(Supplied records begins)
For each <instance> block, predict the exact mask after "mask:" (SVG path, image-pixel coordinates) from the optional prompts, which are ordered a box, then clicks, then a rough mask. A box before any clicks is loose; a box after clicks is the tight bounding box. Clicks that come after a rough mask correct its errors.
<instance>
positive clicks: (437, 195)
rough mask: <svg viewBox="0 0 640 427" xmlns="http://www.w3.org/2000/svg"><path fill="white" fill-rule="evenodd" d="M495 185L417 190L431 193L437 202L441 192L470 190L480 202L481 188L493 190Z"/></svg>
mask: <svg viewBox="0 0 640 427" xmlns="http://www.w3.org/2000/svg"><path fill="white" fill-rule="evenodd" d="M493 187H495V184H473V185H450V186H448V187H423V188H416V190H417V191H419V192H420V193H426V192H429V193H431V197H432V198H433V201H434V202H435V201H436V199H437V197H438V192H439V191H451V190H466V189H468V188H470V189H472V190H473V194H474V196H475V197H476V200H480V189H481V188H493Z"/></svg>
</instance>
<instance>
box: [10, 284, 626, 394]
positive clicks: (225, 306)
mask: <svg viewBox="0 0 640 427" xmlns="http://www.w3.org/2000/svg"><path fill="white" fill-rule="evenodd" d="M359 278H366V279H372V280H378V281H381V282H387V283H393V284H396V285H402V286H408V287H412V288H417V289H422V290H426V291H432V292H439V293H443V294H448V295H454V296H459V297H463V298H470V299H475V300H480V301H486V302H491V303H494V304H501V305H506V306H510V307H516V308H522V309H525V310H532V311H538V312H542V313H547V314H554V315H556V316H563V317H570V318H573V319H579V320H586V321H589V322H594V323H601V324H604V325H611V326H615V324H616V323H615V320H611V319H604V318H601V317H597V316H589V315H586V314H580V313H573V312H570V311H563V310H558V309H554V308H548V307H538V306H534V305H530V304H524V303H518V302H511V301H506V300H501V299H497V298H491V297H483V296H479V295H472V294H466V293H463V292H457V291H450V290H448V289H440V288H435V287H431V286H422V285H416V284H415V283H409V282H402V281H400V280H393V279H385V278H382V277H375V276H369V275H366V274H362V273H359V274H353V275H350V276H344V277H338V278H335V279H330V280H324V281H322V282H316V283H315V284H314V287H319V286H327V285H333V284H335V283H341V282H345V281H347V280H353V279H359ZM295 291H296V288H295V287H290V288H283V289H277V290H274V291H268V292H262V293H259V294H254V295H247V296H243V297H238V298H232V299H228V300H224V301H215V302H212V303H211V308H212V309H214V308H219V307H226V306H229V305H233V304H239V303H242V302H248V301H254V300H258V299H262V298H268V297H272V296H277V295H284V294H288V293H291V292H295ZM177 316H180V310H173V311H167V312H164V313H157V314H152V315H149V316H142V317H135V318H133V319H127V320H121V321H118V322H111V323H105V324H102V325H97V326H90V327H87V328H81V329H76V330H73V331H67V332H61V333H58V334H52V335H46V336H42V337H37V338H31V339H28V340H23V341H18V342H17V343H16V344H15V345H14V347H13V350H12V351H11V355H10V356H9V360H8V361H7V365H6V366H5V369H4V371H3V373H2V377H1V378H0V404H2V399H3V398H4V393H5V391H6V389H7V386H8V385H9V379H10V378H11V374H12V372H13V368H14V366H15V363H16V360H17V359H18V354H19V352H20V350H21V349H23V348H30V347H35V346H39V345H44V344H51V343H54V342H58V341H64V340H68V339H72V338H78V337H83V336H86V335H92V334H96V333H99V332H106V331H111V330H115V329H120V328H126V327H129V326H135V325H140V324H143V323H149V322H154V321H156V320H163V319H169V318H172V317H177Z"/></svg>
(Supplied records ends)
Problem to work on – Scan the records above for the lines holding "positive clicks: (437, 195)" and "box: [10, 284, 626, 394]". Transcribe those two and every line between them word for word, and no others.

Written solution –
positive clicks: (437, 195)
rough mask: <svg viewBox="0 0 640 427" xmlns="http://www.w3.org/2000/svg"><path fill="white" fill-rule="evenodd" d="M495 185L417 190L431 193L437 202L441 192L470 190L480 202L481 188L493 190Z"/></svg>
mask: <svg viewBox="0 0 640 427" xmlns="http://www.w3.org/2000/svg"><path fill="white" fill-rule="evenodd" d="M493 187H495V184H473V185H450V186H448V187H423V188H416V190H417V191H419V192H420V193H426V192H429V193H431V197H432V198H433V201H434V202H435V201H436V199H437V197H438V192H439V191H451V190H466V189H468V188H470V189H472V190H473V194H474V196H475V197H476V200H480V189H481V188H493Z"/></svg>
</instance>
<instance>
box: [10, 284, 626, 394]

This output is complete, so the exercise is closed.